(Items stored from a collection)
-*-*-
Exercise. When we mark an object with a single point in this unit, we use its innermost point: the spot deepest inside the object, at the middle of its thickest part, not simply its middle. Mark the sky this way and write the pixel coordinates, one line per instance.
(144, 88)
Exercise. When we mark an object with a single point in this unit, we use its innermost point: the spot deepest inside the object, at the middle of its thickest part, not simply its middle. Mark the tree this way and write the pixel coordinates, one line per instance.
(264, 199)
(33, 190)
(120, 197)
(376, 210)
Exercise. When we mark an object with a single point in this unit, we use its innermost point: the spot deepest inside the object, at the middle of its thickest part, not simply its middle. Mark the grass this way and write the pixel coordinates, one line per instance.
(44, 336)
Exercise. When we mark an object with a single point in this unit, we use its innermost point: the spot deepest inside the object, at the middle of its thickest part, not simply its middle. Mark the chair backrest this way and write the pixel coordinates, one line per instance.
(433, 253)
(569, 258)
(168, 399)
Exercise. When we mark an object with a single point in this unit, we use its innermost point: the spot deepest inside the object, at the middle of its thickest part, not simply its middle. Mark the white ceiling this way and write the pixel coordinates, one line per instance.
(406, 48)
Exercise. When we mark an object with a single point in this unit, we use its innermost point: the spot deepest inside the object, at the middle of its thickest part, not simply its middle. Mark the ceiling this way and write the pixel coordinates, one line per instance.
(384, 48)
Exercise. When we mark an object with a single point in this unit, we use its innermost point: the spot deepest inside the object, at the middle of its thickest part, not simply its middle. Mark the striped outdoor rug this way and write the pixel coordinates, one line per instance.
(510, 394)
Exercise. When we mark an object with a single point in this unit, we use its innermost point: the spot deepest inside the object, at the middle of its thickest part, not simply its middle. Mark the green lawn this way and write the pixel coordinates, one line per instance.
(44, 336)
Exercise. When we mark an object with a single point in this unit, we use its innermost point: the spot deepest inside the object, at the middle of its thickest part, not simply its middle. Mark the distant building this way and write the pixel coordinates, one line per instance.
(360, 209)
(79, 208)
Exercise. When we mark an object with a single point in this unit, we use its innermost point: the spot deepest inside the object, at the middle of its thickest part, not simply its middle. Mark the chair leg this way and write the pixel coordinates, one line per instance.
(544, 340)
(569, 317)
-*-*-
Exercise brief:
Retype the entire listing above without changing a single character.

Solution below:
Exercise. When we mark an object with a single point in this unit, we use its innermost point: the spot deepest inside the object, at the middle of its thickest part, not simply its middle. Mark the sky this way and write the pixel coordinates, one line per instance.
(144, 88)
Exercise. When we mark an object with a single point in this unit, we use its innermost point: the spot deepest inside the object, at the middle of its thickest part, not simply its middle. Mark the tree this way and write the pixel coordinates, one line per instance.
(264, 199)
(33, 190)
(120, 197)
(376, 210)
Exercise. When we mark an object with a single point in this unit, we use its innermost point: the spot deepest inside the object, at the middle of its thickest part, not simply its middle. Mark the grass this way and write the pixel coordinates, one line per instance.
(44, 336)
Exercise. When we mark an object with a single point in this unit, we use its innermost point: the spot deepest inside the object, at the middle of its thickest part, not simply its middle. Mark the chair backrest this way and write the pixel coordinates, one line per instance.
(433, 253)
(569, 258)
(168, 399)
Exercise. When we mark an object with a single point in this unit, we use its innermost point: the spot deepest inside the object, at the middle of its thickest part, not simply its middle. Mark the white ceiling this way and write the pixel coordinates, one line per instance.
(406, 48)
Exercise. When we mark an object with a single point in this unit, we use its innermost point: the spot deepest inside the object, at the middle of its thickest part, not simply its middle. Mark the ceiling this way and write the pixel coordinates, one line per instance.
(384, 48)
Exercise. When we mark an object with a single point in this unit, we use its innermost point: the spot deepest inside the object, at the middle of its thickest part, not simply its middle. Mark the striped outdoor rug this way and write the pixel coordinates, one line per instance.
(510, 394)
Exercise. When we mark an object with a single point in this unit, we use its innermost point: the spot deepest inside the object, at the middle of its thickest part, not simply its middle. Mark the green lawn this way and write the pixel coordinates, one line per instance.
(44, 336)
Exercise. When we mark an object with a single point in this unit, we use its innermost point: the spot deepest inside the object, at the middle of its thickest part, not simply its middle. Mark the distant building this way and write the pixel coordinates, one line per instance.
(360, 209)
(79, 208)
Exercise. When we mark an object with a single point in this unit, we use its innermost point: the spot deepest inside the object, at the middle of its thickest part, not simply its middle. Mark the chair leg this way and write the pixel coordinates, one line per instance.
(544, 340)
(569, 317)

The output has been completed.